- _WORK TO BE COMPLETED_
Leave out the pictures, then return the records word for word.

━━━━━ PROVIDED MATERIAL ━━━━━

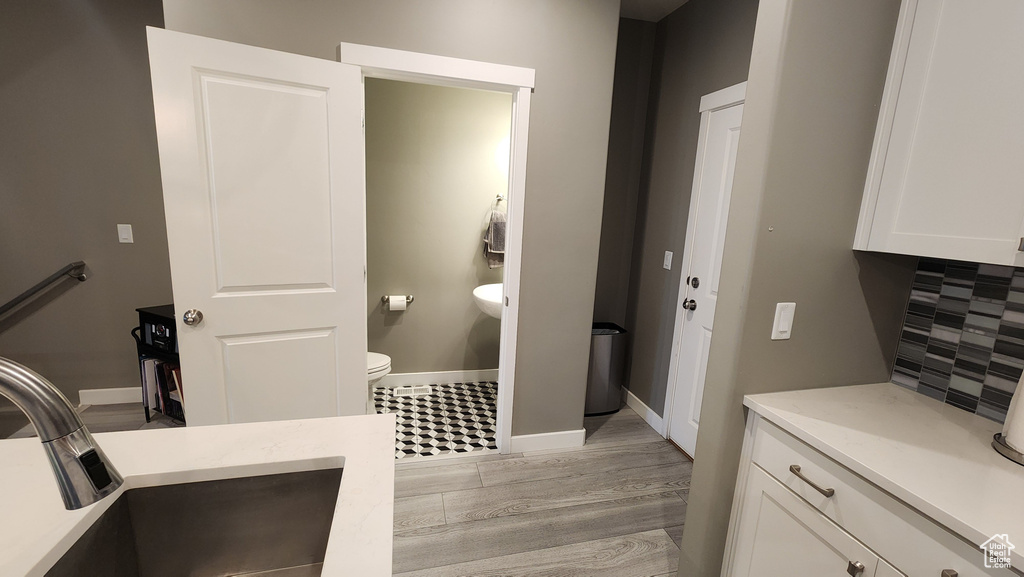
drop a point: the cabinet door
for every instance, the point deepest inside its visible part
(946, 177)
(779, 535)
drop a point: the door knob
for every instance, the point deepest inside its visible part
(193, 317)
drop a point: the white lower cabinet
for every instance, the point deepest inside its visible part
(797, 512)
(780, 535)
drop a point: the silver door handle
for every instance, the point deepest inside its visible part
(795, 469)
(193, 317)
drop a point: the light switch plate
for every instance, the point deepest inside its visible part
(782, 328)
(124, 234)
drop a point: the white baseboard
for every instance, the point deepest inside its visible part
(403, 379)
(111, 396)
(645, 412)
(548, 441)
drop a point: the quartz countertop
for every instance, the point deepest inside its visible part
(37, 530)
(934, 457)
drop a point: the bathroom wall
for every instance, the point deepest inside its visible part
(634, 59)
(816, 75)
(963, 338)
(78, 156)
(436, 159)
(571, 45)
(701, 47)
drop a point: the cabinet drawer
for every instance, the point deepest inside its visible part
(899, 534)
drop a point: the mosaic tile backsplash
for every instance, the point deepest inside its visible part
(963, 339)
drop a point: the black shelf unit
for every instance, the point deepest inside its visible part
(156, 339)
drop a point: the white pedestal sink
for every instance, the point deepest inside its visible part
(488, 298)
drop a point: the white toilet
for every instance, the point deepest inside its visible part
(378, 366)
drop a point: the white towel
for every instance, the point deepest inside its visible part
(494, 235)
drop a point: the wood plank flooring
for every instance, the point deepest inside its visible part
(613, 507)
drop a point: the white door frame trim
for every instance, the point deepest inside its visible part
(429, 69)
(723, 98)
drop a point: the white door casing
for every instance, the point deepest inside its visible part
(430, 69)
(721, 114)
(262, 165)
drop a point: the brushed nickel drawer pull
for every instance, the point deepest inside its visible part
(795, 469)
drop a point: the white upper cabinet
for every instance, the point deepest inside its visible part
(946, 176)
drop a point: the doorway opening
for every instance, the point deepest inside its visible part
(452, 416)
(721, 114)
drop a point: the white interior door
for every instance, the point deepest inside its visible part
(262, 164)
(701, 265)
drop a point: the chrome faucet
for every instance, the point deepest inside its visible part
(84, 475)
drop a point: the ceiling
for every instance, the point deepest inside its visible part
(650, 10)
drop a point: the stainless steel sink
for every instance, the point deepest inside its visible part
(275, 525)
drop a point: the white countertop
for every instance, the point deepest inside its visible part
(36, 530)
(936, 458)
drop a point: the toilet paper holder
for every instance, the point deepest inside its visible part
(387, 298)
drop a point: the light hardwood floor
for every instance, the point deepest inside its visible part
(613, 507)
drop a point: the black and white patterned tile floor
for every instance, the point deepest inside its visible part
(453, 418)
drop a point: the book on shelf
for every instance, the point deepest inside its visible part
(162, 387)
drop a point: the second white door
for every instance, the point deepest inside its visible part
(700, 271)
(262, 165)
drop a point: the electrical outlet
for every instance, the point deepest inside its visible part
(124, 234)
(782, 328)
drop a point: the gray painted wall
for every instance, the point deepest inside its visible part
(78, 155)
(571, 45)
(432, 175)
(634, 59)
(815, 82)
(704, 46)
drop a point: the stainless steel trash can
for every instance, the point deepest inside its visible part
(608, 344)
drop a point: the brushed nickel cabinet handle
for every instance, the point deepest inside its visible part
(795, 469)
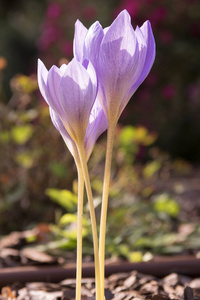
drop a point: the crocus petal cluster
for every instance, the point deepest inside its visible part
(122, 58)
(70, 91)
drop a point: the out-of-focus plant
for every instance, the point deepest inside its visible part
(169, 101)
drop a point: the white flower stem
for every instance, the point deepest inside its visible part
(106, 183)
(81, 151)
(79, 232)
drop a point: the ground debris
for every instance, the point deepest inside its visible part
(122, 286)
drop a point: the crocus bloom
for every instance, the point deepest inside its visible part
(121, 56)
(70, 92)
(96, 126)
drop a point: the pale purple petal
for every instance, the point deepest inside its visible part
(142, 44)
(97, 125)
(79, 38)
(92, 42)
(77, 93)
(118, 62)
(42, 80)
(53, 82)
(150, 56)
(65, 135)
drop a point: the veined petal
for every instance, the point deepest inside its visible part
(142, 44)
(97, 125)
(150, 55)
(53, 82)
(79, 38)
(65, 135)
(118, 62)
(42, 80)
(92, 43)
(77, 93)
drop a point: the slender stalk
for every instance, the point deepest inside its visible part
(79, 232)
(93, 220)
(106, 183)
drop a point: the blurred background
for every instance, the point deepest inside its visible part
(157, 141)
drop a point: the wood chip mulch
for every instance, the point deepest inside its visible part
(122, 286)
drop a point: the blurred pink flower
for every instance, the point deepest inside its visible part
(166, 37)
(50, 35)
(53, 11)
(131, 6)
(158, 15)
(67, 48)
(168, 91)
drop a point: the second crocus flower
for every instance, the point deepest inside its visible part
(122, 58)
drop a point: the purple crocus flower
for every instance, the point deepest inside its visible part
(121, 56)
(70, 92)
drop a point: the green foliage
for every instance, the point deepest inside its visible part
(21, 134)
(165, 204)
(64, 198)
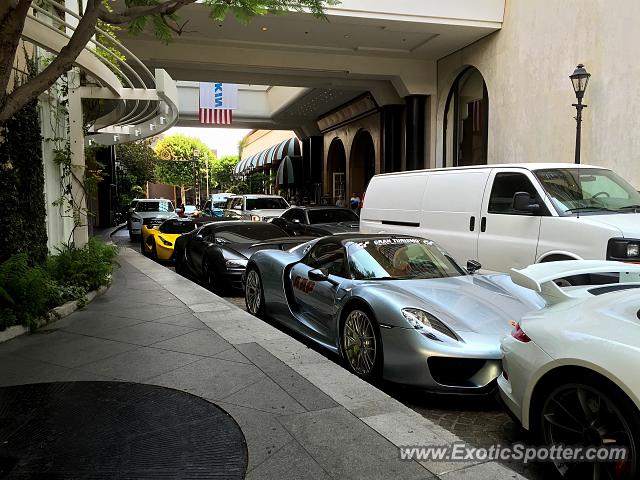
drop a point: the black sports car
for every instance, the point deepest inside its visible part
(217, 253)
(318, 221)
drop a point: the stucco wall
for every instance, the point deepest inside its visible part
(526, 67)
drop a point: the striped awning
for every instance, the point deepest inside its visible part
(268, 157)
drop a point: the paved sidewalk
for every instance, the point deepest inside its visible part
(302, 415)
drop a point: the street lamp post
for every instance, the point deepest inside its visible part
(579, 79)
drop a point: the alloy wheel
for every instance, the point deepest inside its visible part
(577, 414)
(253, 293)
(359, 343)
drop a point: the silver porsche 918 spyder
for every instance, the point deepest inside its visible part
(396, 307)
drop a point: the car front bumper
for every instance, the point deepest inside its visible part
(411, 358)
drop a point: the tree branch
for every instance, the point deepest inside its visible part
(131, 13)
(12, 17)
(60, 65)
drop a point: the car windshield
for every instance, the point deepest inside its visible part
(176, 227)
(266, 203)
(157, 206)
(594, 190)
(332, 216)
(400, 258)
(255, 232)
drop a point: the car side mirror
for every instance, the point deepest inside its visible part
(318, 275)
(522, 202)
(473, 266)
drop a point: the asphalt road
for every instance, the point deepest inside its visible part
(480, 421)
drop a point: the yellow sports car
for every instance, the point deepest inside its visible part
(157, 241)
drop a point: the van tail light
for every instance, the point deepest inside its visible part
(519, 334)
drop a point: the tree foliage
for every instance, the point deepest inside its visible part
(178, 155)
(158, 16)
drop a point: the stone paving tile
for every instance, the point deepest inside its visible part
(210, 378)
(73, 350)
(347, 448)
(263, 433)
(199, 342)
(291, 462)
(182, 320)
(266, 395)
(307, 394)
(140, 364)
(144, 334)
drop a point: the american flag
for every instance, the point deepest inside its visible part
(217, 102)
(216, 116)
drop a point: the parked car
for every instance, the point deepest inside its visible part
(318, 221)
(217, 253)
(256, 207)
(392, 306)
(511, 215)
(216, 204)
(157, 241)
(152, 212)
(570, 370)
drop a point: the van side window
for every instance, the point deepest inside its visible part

━━━━━

- _OUTPUT_
drop a point: the cabinet door
for every instance, the point deepest inside its visible part
(946, 177)
(779, 535)
drop a point: the door knob
for every instance, the point deepest inside its visible part
(193, 317)
drop a point: the white lower cabinet
for every instance, the point deepest inside its visible part
(797, 512)
(780, 535)
drop a point: the silver door handle
for every instance, the point deepest inside its visible part
(795, 469)
(193, 317)
drop a point: the light switch plate
for every instance, the point deepest inside its visible part
(782, 328)
(124, 234)
drop a point: the white baseboard
for every instance, the point deepest inside its visible part
(403, 379)
(111, 396)
(645, 412)
(548, 441)
drop a point: the quartz countertop
for every instance, the point deepest inside its visible part
(37, 530)
(934, 457)
drop a point: the bathroom wall
for every instance, the point deepest inside its visible part
(634, 59)
(816, 75)
(963, 338)
(78, 156)
(436, 159)
(571, 45)
(701, 47)
drop a point: the cabinet drawer
for every instance, the point deepest inside its visible part
(899, 534)
drop a point: the mosaic tile backsplash
for every instance, the point deepest inside its visible part
(963, 339)
drop a point: the black shelf unit
for every instance, the point deepest inside its visible part
(156, 339)
drop a point: the white pedestal sink
for every instance, the point deepest inside its visible part
(488, 298)
drop a point: the white toilet
for every instance, the point deepest inside its visible part
(378, 366)
drop a point: the white towel
for every instance, the point deepest inside its visible part
(494, 235)
drop a point: the wood plank flooring
for every instance, the point deepest inside its visible part
(613, 507)
drop a point: the white door frame trim
for every instance, the point deepest inside its visible part
(429, 69)
(723, 98)
drop a point: the white door casing
for every instance, the point deepest inside its visible part
(430, 69)
(721, 114)
(262, 165)
drop a point: the brushed nickel drawer pull
for every instance, the point deepest inside its visible part
(795, 469)
drop a point: the white upper cabinet
for every instance, the point deepest inside its visible part
(946, 176)
drop a point: the doorway opening
for every instance, the point deepest inside its visible part
(452, 416)
(721, 114)
drop a point: the white interior door
for every instance, the point deepest inside its visible part
(262, 164)
(701, 265)
drop a point: the chrome faucet
for every instance, the point deepest inside its visible part
(84, 475)
drop a point: the ceiling
for every instance, the point deepest inside its visible part
(650, 10)
drop a point: the stainless steel sink
for every instance, the point deepest inside its visible part
(275, 525)
drop a point: the white countertop
for every instance, the point deepest inside its visible part
(36, 530)
(936, 458)
drop a point: the toilet paper holder
for every instance, the point deepest inside its visible part
(387, 298)
drop a point: the light hardwood floor
for every instance, the point deepest inside its visible part
(613, 507)
drop a point: the black and white patterned tile floor
for every instance, the point deepest inside its visible part
(453, 418)
drop a point: the book on shelf
for every instance, the point deepest inside its visible part
(162, 387)
drop a point: the second white door
for every instance, the point deepest inside its visible part
(700, 271)
(262, 165)
drop a point: the electrical outlet
for every instance, the point deepest inside its visible part
(124, 234)
(782, 328)
drop a point: the gray painted wall
for every instance, the point deepest inside its visible part
(78, 155)
(571, 45)
(432, 175)
(634, 59)
(815, 82)
(704, 46)
drop a point: the stainless steel trash can
for every instance, the point deepest inside its visible part
(608, 344)
drop a point: the brushed nickel cabinet handle
for every instance, the point deepest inside its visible part
(795, 469)
drop a point: the crocus petal cluster
for every instance, the point deepest inside its visible part
(122, 58)
(70, 91)
drop a point: the out-of-focus plant
for every instance, the point deepest inside its visible part
(169, 101)
drop a point: the white flower stem
for every instance, the point deepest inside its visible part
(106, 183)
(81, 151)
(79, 232)
drop a point: the ground debris
for every instance, the point deepest inside its visible part
(122, 286)
drop a point: the crocus bloom
for every instance, the point deepest inside its visible part
(121, 56)
(70, 92)
(96, 126)
drop a point: the pale purple petal
for every instance, the point deepest inside its visible part
(142, 44)
(97, 125)
(79, 38)
(92, 42)
(77, 93)
(118, 62)
(42, 80)
(53, 82)
(150, 56)
(65, 135)
drop a point: the veined petal
for every instance, the point deepest inside its visible part
(142, 44)
(97, 125)
(150, 55)
(53, 82)
(79, 38)
(65, 135)
(118, 62)
(42, 80)
(92, 43)
(77, 93)
drop a point: the slender stalk
for every instance, the point deepest inside its visible part
(79, 232)
(93, 220)
(106, 183)
drop a point: the blurred background
for every instance, the point deepest inside its visible part
(157, 141)
drop a point: the wood chip mulch
for every instance, the point deepest inside its visible part
(122, 286)
drop a point: the blurred pink flower
for every instance, the point deepest inside its visible part
(166, 37)
(50, 35)
(53, 11)
(131, 6)
(158, 15)
(67, 48)
(168, 91)
drop a point: the second crocus flower
for every instance, the point deepest inside its visible part
(122, 58)
drop a point: the purple crocus flower
for every instance, the point deepest inside its visible part
(121, 56)
(70, 92)
drop a point: the green foliage
for every instance, the point deepest inside its visible part
(21, 134)
(165, 204)
(64, 198)
drop a point: the black sports car
for every instance, the point deepest inside its visible part
(217, 253)
(318, 221)
drop a point: the stucco wall
for every instance, the point deepest inside its visible part
(526, 67)
drop a point: the striped awning
for every instance, the point deepest inside its visible part
(268, 157)
drop a point: the paved sidewalk
for every instance, the point deepest inside its visible part
(302, 415)
drop a point: the street lamp post
for every instance, the point deepest inside its visible part
(579, 79)
drop a point: the alloy wheel
for every instance, the point deepest inside its visible part
(577, 414)
(253, 293)
(359, 343)
drop a point: the silver porsche 918 spyder
for every instance, the point deepest inside its visible part
(396, 307)
drop a point: the car front bumper
for every instance, the point deepest inside its visible part
(411, 358)
drop a point: the tree branch
for every instance, the point deepest inside its visible part
(131, 13)
(12, 17)
(60, 65)
drop a point: the car windshield
for every instance, the point deepest inside its visible part
(176, 227)
(266, 203)
(157, 206)
(594, 190)
(332, 216)
(400, 258)
(255, 232)
drop a point: the car side mirror
for every instance, the point deepest inside its visible part
(318, 275)
(522, 202)
(473, 266)
drop a point: the asphalt road
for every instance, the point deepest inside its visible part
(480, 421)
drop a point: the yellow sports car
for every instance, the point deepest inside its visible part
(157, 241)
drop a point: the van tail light
for every instance, the point deepest inside its visible part
(519, 334)
drop a point: the tree foliage
for every instance, the point deepest inside its visible part
(178, 155)
(158, 16)
drop a point: the stone paving tile
for every instance, the point deepest inside its visible part
(210, 378)
(73, 350)
(347, 448)
(263, 433)
(199, 342)
(291, 462)
(182, 320)
(266, 395)
(307, 394)
(140, 364)
(144, 334)
drop a point: the american flag
for every instance, the point deepest inside its visible part
(217, 102)
(216, 116)
drop a point: the parked car
for every instance, the point deepest inside its visible part
(318, 221)
(217, 253)
(256, 207)
(392, 306)
(511, 215)
(216, 204)
(157, 241)
(152, 212)
(570, 370)
drop a point: the van side window
for every instance, the point deepest inside its visible part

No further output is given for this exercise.